>>

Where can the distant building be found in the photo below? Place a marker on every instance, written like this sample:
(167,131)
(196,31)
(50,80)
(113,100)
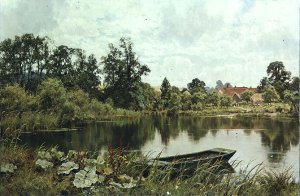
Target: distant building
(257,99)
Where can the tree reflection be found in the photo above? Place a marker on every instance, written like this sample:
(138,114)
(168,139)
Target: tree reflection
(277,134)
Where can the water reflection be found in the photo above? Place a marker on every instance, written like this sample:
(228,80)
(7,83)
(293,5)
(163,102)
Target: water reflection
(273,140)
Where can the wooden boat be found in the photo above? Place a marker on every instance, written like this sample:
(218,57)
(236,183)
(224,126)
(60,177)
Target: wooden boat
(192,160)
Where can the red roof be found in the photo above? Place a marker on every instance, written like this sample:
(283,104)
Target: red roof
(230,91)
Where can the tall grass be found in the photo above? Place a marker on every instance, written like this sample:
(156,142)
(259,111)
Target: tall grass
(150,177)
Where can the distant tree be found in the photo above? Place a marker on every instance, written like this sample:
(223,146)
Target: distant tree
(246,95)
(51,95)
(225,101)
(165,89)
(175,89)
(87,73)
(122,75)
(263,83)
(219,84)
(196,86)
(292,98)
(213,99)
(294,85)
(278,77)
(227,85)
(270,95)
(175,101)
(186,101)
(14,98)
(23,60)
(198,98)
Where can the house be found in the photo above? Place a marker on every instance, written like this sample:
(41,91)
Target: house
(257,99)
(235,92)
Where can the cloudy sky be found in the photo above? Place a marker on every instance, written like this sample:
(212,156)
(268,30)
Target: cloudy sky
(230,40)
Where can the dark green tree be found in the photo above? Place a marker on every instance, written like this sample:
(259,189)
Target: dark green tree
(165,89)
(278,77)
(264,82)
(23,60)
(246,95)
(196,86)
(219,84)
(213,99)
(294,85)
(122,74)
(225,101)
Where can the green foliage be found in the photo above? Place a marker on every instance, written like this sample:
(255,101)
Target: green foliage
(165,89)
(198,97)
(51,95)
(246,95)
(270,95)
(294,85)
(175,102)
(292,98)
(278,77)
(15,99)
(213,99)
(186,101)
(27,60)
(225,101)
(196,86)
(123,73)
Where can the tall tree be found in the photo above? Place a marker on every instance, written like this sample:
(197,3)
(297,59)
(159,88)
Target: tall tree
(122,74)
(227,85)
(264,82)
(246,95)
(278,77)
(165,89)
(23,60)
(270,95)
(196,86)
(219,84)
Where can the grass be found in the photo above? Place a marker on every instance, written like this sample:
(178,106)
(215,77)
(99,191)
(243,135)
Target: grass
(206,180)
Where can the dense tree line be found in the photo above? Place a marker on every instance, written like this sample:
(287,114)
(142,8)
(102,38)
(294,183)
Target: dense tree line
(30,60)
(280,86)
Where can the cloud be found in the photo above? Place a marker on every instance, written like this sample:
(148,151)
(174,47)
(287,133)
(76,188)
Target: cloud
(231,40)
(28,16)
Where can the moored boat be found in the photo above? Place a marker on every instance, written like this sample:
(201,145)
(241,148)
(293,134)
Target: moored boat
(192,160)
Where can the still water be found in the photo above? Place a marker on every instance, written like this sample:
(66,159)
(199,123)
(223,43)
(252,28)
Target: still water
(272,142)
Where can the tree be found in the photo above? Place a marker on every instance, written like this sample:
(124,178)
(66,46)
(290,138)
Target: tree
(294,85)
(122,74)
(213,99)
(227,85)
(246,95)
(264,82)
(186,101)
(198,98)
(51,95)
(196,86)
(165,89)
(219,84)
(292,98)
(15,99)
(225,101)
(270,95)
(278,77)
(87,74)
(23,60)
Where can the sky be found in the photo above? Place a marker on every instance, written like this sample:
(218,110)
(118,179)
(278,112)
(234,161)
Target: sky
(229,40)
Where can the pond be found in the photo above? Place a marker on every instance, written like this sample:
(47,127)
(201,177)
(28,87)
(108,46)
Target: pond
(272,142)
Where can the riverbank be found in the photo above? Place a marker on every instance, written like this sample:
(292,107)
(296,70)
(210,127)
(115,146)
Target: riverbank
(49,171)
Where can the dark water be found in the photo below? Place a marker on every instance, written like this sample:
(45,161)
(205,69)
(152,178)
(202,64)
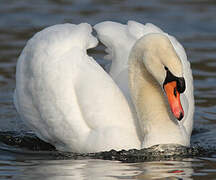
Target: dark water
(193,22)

<<

- What you have to do:
Only the pictures should be left out; the rest of the material above must be repeated exactly.

- Response box:
Where can the distant building be found in the photo below? Place a marker on every instance, written like this sample:
(167,131)
(196,31)
(50,80)
(113,100)
Target: distant building
(257,99)
Where can the tree reflection be found in the photo above? Place a marker on every instance, written like this sample:
(138,114)
(168,139)
Target: tree reflection
(277,134)
Where can the water reflection be found in the photo above? Place a marker on every instance, written like this sample:
(228,80)
(7,83)
(293,5)
(163,102)
Target: water reflection
(273,140)
Where can the wooden boat be found in the photo above? Place a marker on every instance, written like this sample:
(218,57)
(236,183)
(224,126)
(60,177)
Target: wooden boat
(192,160)
Where can the red roof be found in the photo above? Place a marker on every instance, written like this sample:
(283,104)
Target: red roof
(230,91)
Where can the tall grass be found in the photo above? Place a marker on every instance, written like this sample:
(156,142)
(259,111)
Target: tall grass
(150,177)
Where can the distant tree be found in the photo above? Place a marker on every instance, written like this sample:
(223,146)
Target: distant tree
(246,95)
(51,95)
(225,101)
(165,89)
(175,89)
(87,73)
(122,75)
(263,83)
(219,84)
(196,86)
(292,98)
(213,99)
(294,85)
(278,77)
(227,85)
(270,95)
(175,101)
(186,101)
(14,98)
(23,60)
(198,98)
Where can the house be found in the photo above? Place a marker on every instance, written like this sample:
(41,91)
Target: house
(257,99)
(235,92)
Where can the cloudy sky be found in the photo above? Place a marker on every instance, written like this sample:
(212,156)
(268,30)
Target: cloudy sky
(230,40)
Where can the dark green tree be found in the photo above? Place a marker on every instance, written like this sample:
(259,189)
Target: dark green tree
(165,89)
(278,77)
(264,82)
(23,60)
(246,95)
(196,86)
(219,84)
(213,99)
(294,85)
(122,74)
(225,101)
Where can the green foliage be found in the photo above? Place a marker on every instance, written like this sample:
(255,101)
Target: green foliage
(165,89)
(198,97)
(51,95)
(246,95)
(270,95)
(294,85)
(175,102)
(292,98)
(278,77)
(15,99)
(213,99)
(186,101)
(27,60)
(225,101)
(196,86)
(123,73)
Where can the tall tree be found in the photo above? Place a marker on every instance, written like this sample:
(197,3)
(297,59)
(159,88)
Target: tall tree
(122,74)
(227,85)
(264,82)
(246,95)
(278,77)
(165,89)
(23,60)
(270,95)
(196,86)
(219,84)
Where can the grass be found in the photo above? Place a marker on every instance, written like this sample:
(178,106)
(215,77)
(99,191)
(243,135)
Target: grass
(206,180)
Where can the dense tree line be found in the photo above? Place a marker on every instance, written like this sample:
(287,114)
(142,8)
(102,38)
(294,183)
Target: dense tree line
(30,60)
(280,86)
Where can the cloud be found in the photo above? Place a marker on every instance, written like this sample:
(148,151)
(174,47)
(287,133)
(76,188)
Target: cloud
(231,40)
(28,16)
Where can the moored boat be found in the photo above? Place a marker on every instance, written like this sample:
(201,145)
(241,148)
(293,134)
Target: moored boat
(192,160)
Where can the still water be found in the photo above? Place a marker on every instance, written like this sample:
(66,159)
(199,123)
(223,43)
(252,28)
Target: still water
(272,142)
Where can the tree be found in the photo above? Place a marker on every instance, written like this sample:
(124,178)
(66,46)
(290,138)
Target: tree
(294,85)
(122,74)
(213,99)
(227,85)
(246,95)
(264,82)
(186,101)
(198,98)
(51,95)
(196,86)
(165,89)
(219,84)
(292,98)
(15,99)
(225,101)
(270,95)
(278,77)
(87,74)
(23,60)
Where can the sky be found in the photo above? Place a marker on every instance, written like this sample:
(218,110)
(118,179)
(278,112)
(234,161)
Target: sky
(229,40)
Where can the pond be found in the photo above? Place a marker on every instance, written like this sample:
(47,127)
(201,177)
(28,87)
(108,46)
Target: pond
(272,142)
Where can the riverbank be found in the photo above? Place a marker on every instance, written like this sample:
(292,107)
(296,70)
(210,127)
(115,146)
Target: riverbank
(49,171)
Where can the dark water be found in the photo below? Place a marker on every instance, written like this sample:
(45,161)
(205,69)
(152,178)
(202,64)
Target: dark water
(193,22)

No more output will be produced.